◆ **TO BE DONE**: Quote every line as given.

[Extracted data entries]
■ ■ ■ ■ ■ ■ ■

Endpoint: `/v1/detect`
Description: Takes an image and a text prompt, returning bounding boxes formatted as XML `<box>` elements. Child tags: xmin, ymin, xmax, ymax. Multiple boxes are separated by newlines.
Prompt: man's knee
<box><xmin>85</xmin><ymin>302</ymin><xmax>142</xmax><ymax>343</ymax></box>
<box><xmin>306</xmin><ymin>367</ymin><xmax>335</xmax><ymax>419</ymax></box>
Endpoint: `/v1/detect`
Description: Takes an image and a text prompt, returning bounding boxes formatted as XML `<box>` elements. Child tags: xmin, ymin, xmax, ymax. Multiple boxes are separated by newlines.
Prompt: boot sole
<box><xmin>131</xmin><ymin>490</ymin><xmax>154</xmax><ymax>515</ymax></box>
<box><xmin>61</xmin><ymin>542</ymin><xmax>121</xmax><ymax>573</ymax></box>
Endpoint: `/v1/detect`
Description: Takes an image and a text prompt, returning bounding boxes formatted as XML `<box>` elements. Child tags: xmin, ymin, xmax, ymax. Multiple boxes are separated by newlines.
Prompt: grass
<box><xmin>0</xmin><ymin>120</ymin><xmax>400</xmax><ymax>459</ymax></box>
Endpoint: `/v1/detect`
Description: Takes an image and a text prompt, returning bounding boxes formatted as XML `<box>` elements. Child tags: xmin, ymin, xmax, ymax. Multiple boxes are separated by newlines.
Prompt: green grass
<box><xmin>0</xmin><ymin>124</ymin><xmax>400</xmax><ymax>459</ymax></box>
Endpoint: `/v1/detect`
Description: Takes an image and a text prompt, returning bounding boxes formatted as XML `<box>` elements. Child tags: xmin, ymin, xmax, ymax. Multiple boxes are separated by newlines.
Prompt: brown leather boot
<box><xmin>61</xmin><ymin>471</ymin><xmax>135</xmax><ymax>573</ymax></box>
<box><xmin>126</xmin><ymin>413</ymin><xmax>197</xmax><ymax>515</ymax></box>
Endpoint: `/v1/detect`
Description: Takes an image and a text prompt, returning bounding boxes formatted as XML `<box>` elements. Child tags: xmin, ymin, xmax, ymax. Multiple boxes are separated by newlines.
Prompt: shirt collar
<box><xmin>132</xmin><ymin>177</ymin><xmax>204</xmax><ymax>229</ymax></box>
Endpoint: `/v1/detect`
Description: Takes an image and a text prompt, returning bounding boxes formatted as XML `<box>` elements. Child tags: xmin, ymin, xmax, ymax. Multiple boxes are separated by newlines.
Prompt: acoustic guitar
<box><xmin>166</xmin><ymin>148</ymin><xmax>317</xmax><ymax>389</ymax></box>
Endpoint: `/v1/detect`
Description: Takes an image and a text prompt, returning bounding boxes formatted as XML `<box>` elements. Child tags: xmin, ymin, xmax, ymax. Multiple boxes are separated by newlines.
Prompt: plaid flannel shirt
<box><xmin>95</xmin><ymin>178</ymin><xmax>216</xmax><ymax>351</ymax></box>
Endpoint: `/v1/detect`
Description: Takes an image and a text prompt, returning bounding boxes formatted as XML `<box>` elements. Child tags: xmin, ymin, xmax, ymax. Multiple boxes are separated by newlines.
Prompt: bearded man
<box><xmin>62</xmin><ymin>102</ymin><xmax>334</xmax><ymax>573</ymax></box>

■ ■ ■ ■ ■ ■ ■

◆ **WRITTEN RESPONSE**:
Endpoint: `/v1/detect`
Description: Takes an image and a text prompt, returning bounding boxes formatted as XML `<box>` elements. Child tags: xmin, ymin, xmax, ymax. Multiple boxes are separated by newlines.
Prompt: man's knee
<box><xmin>85</xmin><ymin>302</ymin><xmax>142</xmax><ymax>343</ymax></box>
<box><xmin>306</xmin><ymin>367</ymin><xmax>335</xmax><ymax>419</ymax></box>
Endpoint: `/v1/detect`
Description: Takes an image and a text prompt, returning bounding boxes formatted as XML `<box>` elements. Child tags: xmin, ymin, xmax, ymax. Multiple boxes are separated by newlines.
Prompt: boot sole
<box><xmin>131</xmin><ymin>490</ymin><xmax>154</xmax><ymax>515</ymax></box>
<box><xmin>61</xmin><ymin>542</ymin><xmax>121</xmax><ymax>573</ymax></box>
Endpoint: `/v1/detect`
Description: Takes an image and a text prompt, returning bounding boxes formatted as XML `<box>` elements. Child tags: xmin, ymin, xmax, ymax. Multiple boxes are separated by newlines.
Prompt: grass
<box><xmin>0</xmin><ymin>120</ymin><xmax>400</xmax><ymax>459</ymax></box>
Endpoint: `/v1/detect`
Description: Takes an image and a text prompt, returning bounding boxes formatted as XML `<box>` elements. Child tags: xmin, ymin, xmax, ymax. Multiple boxes are separated by newlines.
Prompt: green grass
<box><xmin>0</xmin><ymin>124</ymin><xmax>400</xmax><ymax>459</ymax></box>
Endpoint: `/v1/detect`
Description: Takes an image and a text prompt, returning bounding boxes formatted as XML `<box>` elements. Child tags: xmin, ymin, xmax, ymax. Multiple boxes are separated by newlines.
Prompt: brown leather boot
<box><xmin>61</xmin><ymin>471</ymin><xmax>135</xmax><ymax>573</ymax></box>
<box><xmin>126</xmin><ymin>413</ymin><xmax>197</xmax><ymax>515</ymax></box>
Endpoint: `/v1/detect`
Description: Takes an image and a text prompt, returning bounding boxes formatted as XML `<box>` elements. Child tags: xmin, ymin, xmax, ymax. Multiple boxes are separated by newlines.
Prompt: shirt collar
<box><xmin>132</xmin><ymin>177</ymin><xmax>204</xmax><ymax>229</ymax></box>
Endpoint: `/v1/detect`
Description: Takes an image and a text prompt, returning bounding boxes formatted as XML `<box>` elements. Child tags: xmin, ymin, xmax, ymax. Multiple boxes are separated by newlines.
Prompt: acoustic guitar
<box><xmin>166</xmin><ymin>148</ymin><xmax>317</xmax><ymax>389</ymax></box>
Endpoint: `/v1/detect`
Description: Takes an image and a text prompt, returning bounding boxes formatted as XML `<box>` elements. Child tags: xmin, ymin, xmax, ymax. Multiple boxes are separated by newlines.
Prompt: plaid flannel shirt
<box><xmin>95</xmin><ymin>178</ymin><xmax>216</xmax><ymax>351</ymax></box>
Endpoint: `/v1/detect`
Description: Takes an image and a text prompt, returning bounding boxes formatted as XML `<box>` elements. Child tags: xmin, ymin, xmax, ymax. Multiple boxes are separated by newlines.
Prompt: bearded man
<box><xmin>62</xmin><ymin>102</ymin><xmax>334</xmax><ymax>573</ymax></box>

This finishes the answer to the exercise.